Start of TEXT PASSAGE

There’s definitely room for improvement and I’ve given them some direct feedback on it. As someone who prefers JetBrains products it would be nice to see an official extension in their ecosystem but I’m not holding my breath for it. But that’s really about it on the CodeQL side. GitHub itself has a number of integrations and brings it in for “Code Scanning” which is their SAST offering that leverages CodeQL but generally speaking, that’s probably not going to be particularly interesting for vulnerability research.
On the Semgrep side, the story isn’t quite as good. There is a VS Code extension as well though it calls out specifically that it’s not actively maintained. I haven’t personally used it because of that. It’s open source but hasn’t been updated since July of 2022.
In terms of interactively working with findings, the best option I’ve found is leveraging the SARIF output that Semgrep can generate. If you’ve never worked with SARIF it’s an open standard file format that uses JSON and is designed to be an interchange format between static analysis tools. VS Code has an extension that adds support for SARIF files. It can load them and bring up an interactive pane that allows you to dig through the findings and take you to the locations in code that have been matched. It even works well with taint tracking based findings and will specifically annotate the code where different taint steps take place. It’s a little finicky getting the files loaded but overall works well enough. Unfortunately, I haven’t found a good extension for the JetBrains ecosystem so again, stuck in VS Code. If that’s what you’re used to, you should feel at home.

End of TEXT PASSAGE

= PROBLEM REQUIREMENTS =
Reproduce the passage on CodeQL and Semgrep editor support from "In terms of" up to and including "feel at home.", substituting "Visual Studio Code" for each "VS Code".

Start of SUPPLIED DATA

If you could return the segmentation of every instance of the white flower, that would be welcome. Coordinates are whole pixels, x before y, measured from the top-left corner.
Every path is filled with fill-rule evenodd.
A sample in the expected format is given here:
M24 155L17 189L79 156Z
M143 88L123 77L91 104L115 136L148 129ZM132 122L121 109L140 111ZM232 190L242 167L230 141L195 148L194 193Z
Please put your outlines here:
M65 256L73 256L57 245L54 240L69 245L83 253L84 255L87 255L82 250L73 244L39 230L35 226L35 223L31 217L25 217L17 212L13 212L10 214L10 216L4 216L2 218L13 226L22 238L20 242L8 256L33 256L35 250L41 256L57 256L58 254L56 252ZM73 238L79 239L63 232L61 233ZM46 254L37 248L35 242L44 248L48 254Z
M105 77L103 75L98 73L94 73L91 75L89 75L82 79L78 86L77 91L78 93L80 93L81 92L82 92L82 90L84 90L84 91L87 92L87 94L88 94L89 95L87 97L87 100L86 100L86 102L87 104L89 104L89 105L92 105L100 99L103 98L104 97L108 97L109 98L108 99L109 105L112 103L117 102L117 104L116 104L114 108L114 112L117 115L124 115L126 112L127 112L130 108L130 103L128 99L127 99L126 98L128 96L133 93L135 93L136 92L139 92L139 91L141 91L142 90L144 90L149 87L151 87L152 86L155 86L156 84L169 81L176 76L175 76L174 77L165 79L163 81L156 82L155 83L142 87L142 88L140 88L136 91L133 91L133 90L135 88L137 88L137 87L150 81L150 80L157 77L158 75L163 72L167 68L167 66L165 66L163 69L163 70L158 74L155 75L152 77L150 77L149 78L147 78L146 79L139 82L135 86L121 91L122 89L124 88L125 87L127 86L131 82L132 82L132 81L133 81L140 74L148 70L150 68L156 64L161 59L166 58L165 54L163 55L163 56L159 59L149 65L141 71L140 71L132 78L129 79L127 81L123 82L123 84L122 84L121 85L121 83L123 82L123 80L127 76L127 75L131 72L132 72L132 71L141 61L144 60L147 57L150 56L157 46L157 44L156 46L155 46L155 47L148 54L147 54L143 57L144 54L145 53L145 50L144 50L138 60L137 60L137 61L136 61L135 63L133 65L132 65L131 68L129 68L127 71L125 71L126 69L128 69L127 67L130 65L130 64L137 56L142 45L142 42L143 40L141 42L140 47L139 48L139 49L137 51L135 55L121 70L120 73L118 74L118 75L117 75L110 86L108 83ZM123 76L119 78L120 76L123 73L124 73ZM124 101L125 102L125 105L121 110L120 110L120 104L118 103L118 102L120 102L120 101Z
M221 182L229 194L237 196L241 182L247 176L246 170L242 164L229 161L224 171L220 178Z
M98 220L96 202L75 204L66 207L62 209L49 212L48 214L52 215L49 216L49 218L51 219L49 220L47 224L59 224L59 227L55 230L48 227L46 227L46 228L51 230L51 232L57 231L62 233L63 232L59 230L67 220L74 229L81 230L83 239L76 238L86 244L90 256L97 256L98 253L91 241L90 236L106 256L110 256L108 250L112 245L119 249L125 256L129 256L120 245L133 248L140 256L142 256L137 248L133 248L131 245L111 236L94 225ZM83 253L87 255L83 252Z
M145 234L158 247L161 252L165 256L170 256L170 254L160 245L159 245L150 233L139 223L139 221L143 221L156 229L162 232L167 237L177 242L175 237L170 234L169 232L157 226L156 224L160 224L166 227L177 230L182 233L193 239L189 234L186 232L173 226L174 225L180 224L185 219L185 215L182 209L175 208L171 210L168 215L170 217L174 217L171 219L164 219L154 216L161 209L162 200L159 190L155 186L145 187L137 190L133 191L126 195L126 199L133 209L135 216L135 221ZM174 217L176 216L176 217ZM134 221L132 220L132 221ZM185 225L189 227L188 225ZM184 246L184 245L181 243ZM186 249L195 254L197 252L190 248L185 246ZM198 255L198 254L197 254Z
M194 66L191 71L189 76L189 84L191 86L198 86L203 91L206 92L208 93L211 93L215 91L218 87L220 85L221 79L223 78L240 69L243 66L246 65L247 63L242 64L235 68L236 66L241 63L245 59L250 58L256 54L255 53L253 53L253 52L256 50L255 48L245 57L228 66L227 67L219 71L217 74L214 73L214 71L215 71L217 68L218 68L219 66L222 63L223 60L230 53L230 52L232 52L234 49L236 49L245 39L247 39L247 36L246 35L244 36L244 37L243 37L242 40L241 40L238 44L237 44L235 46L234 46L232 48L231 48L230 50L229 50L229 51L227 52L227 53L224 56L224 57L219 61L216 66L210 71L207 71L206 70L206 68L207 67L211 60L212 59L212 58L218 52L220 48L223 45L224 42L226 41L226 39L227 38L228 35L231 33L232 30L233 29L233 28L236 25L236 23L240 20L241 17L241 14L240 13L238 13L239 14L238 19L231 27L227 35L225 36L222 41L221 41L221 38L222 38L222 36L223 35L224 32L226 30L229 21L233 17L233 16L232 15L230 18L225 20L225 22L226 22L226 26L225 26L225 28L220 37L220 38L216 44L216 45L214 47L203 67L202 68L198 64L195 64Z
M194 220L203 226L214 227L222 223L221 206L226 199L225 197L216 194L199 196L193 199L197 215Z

End of SUPPLIED DATA
Start of SUPPLIED DATA

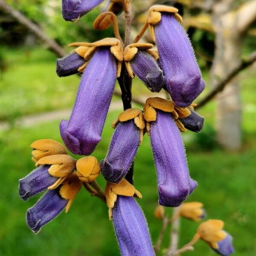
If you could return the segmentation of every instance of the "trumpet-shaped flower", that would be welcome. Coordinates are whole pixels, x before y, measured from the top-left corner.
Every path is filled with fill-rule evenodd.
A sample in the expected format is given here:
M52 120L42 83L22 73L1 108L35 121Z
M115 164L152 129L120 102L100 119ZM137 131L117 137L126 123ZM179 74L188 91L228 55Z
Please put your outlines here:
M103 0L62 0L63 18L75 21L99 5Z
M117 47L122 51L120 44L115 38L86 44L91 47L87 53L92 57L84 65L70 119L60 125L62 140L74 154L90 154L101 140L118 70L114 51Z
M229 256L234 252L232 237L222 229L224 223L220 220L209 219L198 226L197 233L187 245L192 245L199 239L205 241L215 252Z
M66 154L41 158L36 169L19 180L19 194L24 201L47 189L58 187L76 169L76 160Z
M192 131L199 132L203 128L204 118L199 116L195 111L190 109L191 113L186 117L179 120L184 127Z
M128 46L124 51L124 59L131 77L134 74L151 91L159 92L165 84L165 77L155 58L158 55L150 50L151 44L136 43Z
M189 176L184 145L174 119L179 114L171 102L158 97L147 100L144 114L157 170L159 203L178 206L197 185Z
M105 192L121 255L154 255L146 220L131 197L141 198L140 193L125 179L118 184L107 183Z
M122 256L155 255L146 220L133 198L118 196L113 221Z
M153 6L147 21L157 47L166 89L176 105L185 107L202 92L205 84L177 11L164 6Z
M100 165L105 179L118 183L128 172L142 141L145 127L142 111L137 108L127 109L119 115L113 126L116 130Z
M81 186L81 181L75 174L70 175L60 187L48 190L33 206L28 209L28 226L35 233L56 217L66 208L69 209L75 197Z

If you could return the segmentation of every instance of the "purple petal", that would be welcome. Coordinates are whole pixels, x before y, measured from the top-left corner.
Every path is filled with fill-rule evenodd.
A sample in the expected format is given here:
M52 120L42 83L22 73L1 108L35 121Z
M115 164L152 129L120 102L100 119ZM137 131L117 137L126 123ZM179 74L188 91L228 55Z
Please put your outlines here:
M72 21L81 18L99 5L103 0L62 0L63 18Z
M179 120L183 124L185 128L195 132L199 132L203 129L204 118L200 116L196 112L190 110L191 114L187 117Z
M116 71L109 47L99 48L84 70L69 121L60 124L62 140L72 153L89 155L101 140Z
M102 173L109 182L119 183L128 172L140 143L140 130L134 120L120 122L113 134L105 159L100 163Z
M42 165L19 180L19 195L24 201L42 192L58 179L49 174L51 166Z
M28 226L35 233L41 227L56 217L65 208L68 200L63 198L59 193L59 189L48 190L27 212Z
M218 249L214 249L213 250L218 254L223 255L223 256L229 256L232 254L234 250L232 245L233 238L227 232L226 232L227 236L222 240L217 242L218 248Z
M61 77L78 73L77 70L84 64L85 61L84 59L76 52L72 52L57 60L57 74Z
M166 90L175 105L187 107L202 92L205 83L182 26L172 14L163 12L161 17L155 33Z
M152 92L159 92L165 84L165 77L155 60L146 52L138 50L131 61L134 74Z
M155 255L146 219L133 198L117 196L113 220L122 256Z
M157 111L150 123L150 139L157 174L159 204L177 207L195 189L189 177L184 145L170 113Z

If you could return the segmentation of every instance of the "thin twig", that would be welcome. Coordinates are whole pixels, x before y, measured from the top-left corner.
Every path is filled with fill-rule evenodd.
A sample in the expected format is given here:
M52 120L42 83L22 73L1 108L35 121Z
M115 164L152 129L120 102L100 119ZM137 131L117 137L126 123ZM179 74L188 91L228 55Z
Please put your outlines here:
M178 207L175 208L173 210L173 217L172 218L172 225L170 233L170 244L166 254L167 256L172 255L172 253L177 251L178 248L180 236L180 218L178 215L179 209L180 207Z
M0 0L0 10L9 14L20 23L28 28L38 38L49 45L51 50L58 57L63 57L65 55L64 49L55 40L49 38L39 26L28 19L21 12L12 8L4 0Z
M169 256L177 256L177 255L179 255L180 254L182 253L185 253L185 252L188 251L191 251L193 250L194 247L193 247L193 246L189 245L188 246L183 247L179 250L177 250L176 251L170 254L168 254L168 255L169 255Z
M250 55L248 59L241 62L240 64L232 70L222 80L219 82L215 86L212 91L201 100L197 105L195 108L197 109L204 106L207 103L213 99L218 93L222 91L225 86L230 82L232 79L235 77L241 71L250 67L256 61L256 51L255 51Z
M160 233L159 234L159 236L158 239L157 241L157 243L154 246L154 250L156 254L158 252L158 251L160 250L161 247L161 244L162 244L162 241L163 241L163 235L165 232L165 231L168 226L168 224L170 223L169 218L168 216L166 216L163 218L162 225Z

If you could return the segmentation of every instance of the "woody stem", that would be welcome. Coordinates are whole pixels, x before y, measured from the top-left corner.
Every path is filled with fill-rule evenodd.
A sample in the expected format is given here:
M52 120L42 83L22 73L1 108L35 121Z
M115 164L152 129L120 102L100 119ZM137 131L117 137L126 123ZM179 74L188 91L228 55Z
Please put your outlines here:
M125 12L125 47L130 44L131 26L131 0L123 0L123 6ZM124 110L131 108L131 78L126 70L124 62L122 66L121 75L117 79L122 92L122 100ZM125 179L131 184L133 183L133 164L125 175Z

End of SUPPLIED DATA

= RESPONSE =
In terms of interactively working with findings, the best option I’ve found is leveraging the SARIF output that Semgrep can generate. If you’ve never worked with SARIF it’s an open standard file format that uses JSON and is designed to be an interchange format between static analysis tools. Visual Studio Code has an extension that adds support for SARIF files. It can load them and bring up an interactive pane that allows you to dig through the findings and take you to the locations in code that have been matched. It even works well with taint tracking based findings and will specifically annotate the code where different taint steps take place. It’s a little finicky getting the files loaded but overall works well enough. Unfortunately, I haven’t found a good extension for the JetBrains ecosystem so again, stuck in Visual Studio Code. If that’s what you’re used to, you should feel at home.